_PROBLEM_
Set down precisely the lines from the line with "Put a marker on every instance of the concrete" through the end of the material, inclusive, and no pictures.

Records from a point labeling set:

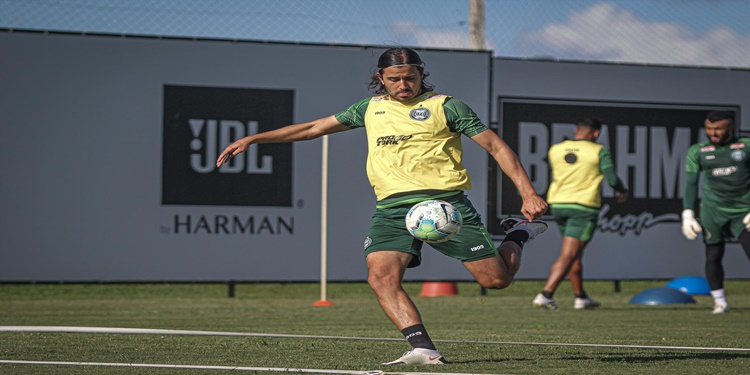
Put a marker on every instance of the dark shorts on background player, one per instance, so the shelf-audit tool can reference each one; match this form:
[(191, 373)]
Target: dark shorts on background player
[(721, 225), (575, 220)]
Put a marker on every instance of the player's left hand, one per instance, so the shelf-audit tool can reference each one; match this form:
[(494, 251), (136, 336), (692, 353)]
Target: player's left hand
[(533, 207)]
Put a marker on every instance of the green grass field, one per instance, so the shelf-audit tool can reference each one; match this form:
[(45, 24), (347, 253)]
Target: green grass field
[(469, 324)]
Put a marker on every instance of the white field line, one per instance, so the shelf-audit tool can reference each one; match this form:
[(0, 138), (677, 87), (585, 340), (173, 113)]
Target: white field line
[(227, 368), (146, 331)]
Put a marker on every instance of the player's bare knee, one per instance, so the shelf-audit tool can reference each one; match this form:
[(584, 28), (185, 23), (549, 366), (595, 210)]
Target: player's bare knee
[(383, 282), (500, 282)]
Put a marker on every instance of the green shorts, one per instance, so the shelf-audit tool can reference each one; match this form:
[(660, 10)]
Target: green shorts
[(575, 220), (721, 226), (388, 232)]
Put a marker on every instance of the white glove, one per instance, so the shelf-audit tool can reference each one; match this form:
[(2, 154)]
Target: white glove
[(690, 226)]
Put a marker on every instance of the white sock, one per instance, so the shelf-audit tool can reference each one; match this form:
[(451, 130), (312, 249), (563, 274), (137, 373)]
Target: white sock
[(426, 351), (720, 297)]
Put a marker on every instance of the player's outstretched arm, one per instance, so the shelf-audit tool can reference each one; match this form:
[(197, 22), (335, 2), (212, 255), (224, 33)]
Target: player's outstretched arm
[(533, 205), (290, 133)]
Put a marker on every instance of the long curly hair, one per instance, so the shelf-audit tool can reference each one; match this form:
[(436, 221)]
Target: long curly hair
[(399, 56)]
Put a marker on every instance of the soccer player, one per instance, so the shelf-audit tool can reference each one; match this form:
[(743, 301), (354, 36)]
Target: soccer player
[(725, 205), (415, 154), (578, 167)]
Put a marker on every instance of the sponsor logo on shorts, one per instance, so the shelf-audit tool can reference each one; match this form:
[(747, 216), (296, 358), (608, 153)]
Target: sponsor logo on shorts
[(477, 248), (420, 114)]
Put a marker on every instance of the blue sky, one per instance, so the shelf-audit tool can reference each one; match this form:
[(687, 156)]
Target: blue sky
[(674, 32)]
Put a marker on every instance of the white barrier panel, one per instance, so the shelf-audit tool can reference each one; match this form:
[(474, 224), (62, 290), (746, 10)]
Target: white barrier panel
[(651, 115)]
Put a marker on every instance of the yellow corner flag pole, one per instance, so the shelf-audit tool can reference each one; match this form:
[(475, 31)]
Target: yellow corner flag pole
[(324, 228)]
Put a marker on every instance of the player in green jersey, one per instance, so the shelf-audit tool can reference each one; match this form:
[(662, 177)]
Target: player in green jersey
[(724, 164), (578, 167), (415, 154)]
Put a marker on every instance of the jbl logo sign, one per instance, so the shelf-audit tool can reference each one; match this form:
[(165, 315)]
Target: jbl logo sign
[(199, 122)]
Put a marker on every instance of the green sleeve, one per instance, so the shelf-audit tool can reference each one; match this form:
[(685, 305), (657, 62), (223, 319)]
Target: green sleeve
[(692, 174), (462, 119), (607, 166), (690, 197), (354, 116)]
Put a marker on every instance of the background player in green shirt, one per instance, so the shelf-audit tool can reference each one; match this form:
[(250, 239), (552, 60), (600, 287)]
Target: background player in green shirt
[(578, 167), (414, 154), (724, 164)]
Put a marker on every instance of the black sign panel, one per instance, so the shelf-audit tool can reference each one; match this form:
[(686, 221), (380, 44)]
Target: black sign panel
[(199, 122)]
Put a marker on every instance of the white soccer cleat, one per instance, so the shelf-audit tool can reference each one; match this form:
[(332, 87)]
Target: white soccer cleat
[(720, 308), (534, 228), (543, 302), (585, 303), (414, 358)]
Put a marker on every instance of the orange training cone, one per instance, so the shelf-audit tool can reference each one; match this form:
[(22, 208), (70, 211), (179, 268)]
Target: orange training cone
[(438, 289)]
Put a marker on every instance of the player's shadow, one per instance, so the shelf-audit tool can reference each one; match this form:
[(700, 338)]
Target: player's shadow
[(619, 357)]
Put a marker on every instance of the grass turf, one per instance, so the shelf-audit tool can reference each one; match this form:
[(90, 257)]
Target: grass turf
[(499, 316)]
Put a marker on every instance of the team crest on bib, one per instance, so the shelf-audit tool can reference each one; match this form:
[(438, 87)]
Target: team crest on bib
[(737, 155), (420, 114)]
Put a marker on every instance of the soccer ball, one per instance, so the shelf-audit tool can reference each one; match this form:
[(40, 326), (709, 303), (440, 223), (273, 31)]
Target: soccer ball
[(433, 221)]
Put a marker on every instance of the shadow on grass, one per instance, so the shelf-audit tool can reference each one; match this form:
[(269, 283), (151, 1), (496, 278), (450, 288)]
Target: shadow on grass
[(662, 357)]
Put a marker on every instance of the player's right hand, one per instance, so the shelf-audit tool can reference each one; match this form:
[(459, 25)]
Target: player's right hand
[(232, 150), (690, 226)]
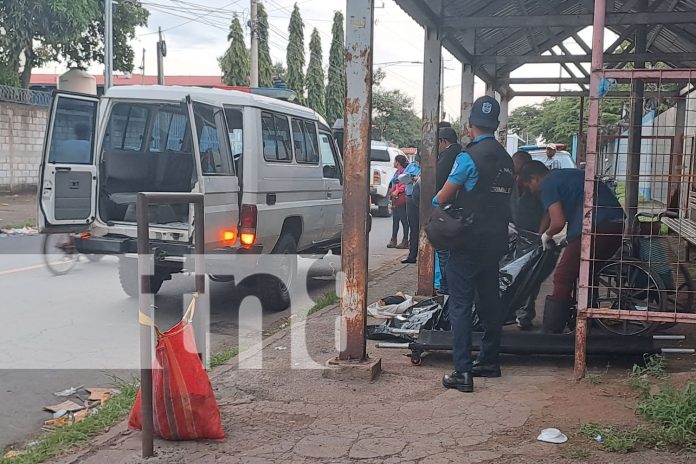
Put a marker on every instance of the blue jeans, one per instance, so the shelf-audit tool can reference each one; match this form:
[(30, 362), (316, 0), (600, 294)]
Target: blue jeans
[(473, 276), (443, 258)]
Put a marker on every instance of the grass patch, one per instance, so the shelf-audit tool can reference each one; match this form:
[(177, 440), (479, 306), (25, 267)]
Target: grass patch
[(579, 453), (327, 299), (654, 367), (218, 359), (62, 439), (671, 416)]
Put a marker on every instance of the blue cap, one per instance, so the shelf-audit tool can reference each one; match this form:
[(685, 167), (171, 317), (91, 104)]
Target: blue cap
[(485, 112)]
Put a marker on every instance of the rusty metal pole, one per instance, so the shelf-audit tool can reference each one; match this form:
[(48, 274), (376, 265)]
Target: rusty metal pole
[(432, 63), (146, 316), (356, 161), (592, 149), (635, 134), (467, 101), (580, 149)]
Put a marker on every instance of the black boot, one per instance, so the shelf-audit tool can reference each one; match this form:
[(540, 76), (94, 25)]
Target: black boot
[(462, 381), (485, 370), (556, 315)]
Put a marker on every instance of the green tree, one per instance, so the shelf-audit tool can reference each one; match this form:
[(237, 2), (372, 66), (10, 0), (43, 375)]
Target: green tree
[(295, 55), (265, 63), (393, 116), (70, 31), (556, 120), (315, 75), (235, 63), (336, 87)]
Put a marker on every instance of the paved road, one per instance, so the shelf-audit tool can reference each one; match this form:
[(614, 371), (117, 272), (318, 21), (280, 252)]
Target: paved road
[(81, 329)]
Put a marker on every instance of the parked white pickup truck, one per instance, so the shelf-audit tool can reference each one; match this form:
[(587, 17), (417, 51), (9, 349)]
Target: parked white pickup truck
[(382, 158)]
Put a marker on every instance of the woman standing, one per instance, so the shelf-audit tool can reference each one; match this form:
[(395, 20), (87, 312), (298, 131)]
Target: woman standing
[(398, 199)]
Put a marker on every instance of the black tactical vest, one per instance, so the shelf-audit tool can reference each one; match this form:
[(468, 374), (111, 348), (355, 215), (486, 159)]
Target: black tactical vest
[(490, 199)]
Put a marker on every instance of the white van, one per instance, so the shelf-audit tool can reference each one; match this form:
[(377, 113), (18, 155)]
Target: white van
[(264, 165)]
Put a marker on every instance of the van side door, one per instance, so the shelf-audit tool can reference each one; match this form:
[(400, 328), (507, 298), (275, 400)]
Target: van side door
[(333, 180), (220, 183), (67, 199)]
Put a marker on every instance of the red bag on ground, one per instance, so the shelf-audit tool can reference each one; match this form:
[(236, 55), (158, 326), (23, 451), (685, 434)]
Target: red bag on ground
[(183, 402)]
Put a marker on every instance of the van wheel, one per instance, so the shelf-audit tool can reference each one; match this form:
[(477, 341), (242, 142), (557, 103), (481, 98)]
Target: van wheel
[(128, 276), (273, 292)]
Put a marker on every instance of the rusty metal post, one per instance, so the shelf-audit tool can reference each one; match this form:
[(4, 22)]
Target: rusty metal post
[(356, 161), (145, 316), (635, 133), (676, 183), (580, 149), (432, 61), (590, 169), (467, 101), (504, 118)]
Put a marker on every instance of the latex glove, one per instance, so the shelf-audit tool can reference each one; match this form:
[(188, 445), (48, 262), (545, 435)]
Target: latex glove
[(546, 241)]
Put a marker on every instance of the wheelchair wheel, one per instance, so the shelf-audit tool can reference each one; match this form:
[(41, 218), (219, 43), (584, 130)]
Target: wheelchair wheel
[(629, 285)]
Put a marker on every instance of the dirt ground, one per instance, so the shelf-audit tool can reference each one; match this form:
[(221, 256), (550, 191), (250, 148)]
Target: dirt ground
[(17, 210)]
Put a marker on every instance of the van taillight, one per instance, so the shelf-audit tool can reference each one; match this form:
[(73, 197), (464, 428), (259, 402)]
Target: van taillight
[(247, 228)]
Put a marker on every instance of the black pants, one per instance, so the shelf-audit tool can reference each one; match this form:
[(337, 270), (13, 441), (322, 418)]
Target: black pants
[(399, 216), (413, 211), (471, 275)]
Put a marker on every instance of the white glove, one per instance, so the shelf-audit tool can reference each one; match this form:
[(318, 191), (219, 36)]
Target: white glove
[(546, 241)]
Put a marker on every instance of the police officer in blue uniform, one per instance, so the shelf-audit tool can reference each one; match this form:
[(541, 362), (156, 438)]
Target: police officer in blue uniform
[(480, 182)]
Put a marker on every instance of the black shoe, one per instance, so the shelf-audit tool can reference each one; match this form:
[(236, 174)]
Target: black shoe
[(485, 370), (524, 324), (463, 381)]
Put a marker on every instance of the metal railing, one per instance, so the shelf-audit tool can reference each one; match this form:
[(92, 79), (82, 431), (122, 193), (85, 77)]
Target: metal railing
[(25, 96)]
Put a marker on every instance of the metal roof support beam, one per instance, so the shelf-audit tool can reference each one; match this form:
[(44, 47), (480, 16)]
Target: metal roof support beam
[(568, 20), (580, 93), (519, 60), (432, 60), (357, 121), (542, 80)]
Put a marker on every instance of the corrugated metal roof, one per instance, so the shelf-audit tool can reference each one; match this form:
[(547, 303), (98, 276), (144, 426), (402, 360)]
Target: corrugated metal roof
[(513, 41)]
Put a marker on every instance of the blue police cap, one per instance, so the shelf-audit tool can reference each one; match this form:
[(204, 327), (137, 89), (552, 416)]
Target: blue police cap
[(485, 113)]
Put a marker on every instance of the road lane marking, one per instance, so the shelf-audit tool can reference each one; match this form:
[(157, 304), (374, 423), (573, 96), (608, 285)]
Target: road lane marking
[(22, 269)]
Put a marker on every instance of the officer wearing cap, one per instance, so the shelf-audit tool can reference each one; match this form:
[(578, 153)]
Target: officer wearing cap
[(480, 182)]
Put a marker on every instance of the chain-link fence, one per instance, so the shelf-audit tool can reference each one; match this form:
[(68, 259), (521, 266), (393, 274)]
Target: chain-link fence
[(24, 96)]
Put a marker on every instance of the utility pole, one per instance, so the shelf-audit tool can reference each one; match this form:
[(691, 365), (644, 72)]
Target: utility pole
[(253, 25), (161, 53), (108, 44)]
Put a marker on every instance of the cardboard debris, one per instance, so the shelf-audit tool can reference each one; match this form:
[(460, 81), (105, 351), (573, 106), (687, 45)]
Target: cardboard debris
[(69, 391), (69, 406), (99, 394)]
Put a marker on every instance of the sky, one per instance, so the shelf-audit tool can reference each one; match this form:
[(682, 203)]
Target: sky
[(196, 35)]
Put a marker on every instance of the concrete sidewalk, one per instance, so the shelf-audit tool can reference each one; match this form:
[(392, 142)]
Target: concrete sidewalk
[(283, 415)]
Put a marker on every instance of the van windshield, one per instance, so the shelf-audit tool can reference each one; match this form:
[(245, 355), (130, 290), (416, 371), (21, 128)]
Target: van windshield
[(379, 155)]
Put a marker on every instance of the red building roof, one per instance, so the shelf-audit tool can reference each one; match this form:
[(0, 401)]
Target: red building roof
[(137, 79)]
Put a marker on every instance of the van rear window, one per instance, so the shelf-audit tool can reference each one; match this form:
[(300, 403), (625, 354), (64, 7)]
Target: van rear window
[(379, 155)]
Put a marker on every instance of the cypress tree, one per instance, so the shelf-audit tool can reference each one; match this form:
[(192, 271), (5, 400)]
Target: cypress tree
[(295, 55), (336, 88), (265, 63), (315, 75), (235, 63)]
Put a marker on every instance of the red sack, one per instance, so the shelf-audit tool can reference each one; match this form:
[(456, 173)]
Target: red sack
[(183, 403)]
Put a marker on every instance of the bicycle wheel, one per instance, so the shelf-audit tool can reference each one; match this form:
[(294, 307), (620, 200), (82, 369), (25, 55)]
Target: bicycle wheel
[(59, 253), (628, 285)]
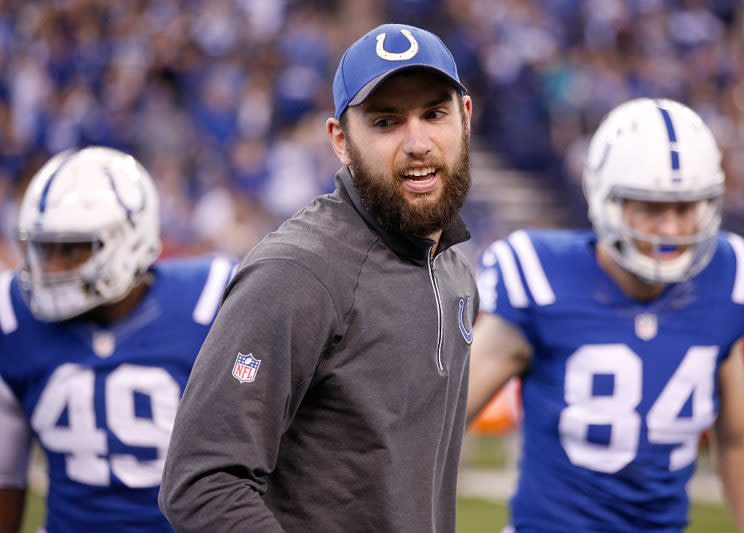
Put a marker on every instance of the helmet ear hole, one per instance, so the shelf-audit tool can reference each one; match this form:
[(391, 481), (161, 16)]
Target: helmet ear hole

_THE OUTPUT_
Put a marker on every instance of the concrete sidewalk, one per instance, so the shelf-audit tool can reference each one; match this form:
[(392, 142)]
Target: concrete sidewalk
[(283, 415)]
Put a marker on every instance of the van windshield, one per instance, so the shelf-audit tool can reference each one; match this form:
[(245, 355), (130, 290), (416, 371), (21, 128)]
Target: van windshield
[(379, 155)]
Put a marker on every instance of the red building roof, one per instance, so the shelf-audit tool can reference each one; match this form:
[(0, 401)]
Target: red building roof
[(137, 79)]
Put a marker on every instance of the van rear window, one per instance, so the shelf-audit tool can reference each one; match this form:
[(300, 403), (625, 354), (64, 7)]
Target: van rear window
[(379, 155)]
Put a marker on every instance of the cypress tree, one per instance, so the shelf-audit tool can reference each one; match this form:
[(192, 271), (5, 400)]
Target: cypress tree
[(295, 55), (336, 88), (265, 63), (315, 75), (235, 63)]
Put a marker on every instance of the red sack, one per instance, so the shelf-audit tool can reference each one; match this form:
[(456, 173)]
Target: red sack
[(183, 403)]
Put a marker on every instance of the bicycle wheel, one per instance, so the shelf-audit tool can reference each one; match this form:
[(294, 307), (620, 200), (82, 369), (25, 55)]
Target: bicycle wheel
[(59, 253), (628, 285)]
Put a marker on every instance of the helmet ear hole, one per instance, so the shelf-audit tool can reference each one; match this form:
[(391, 481), (161, 16)]
Target: helmet ear hole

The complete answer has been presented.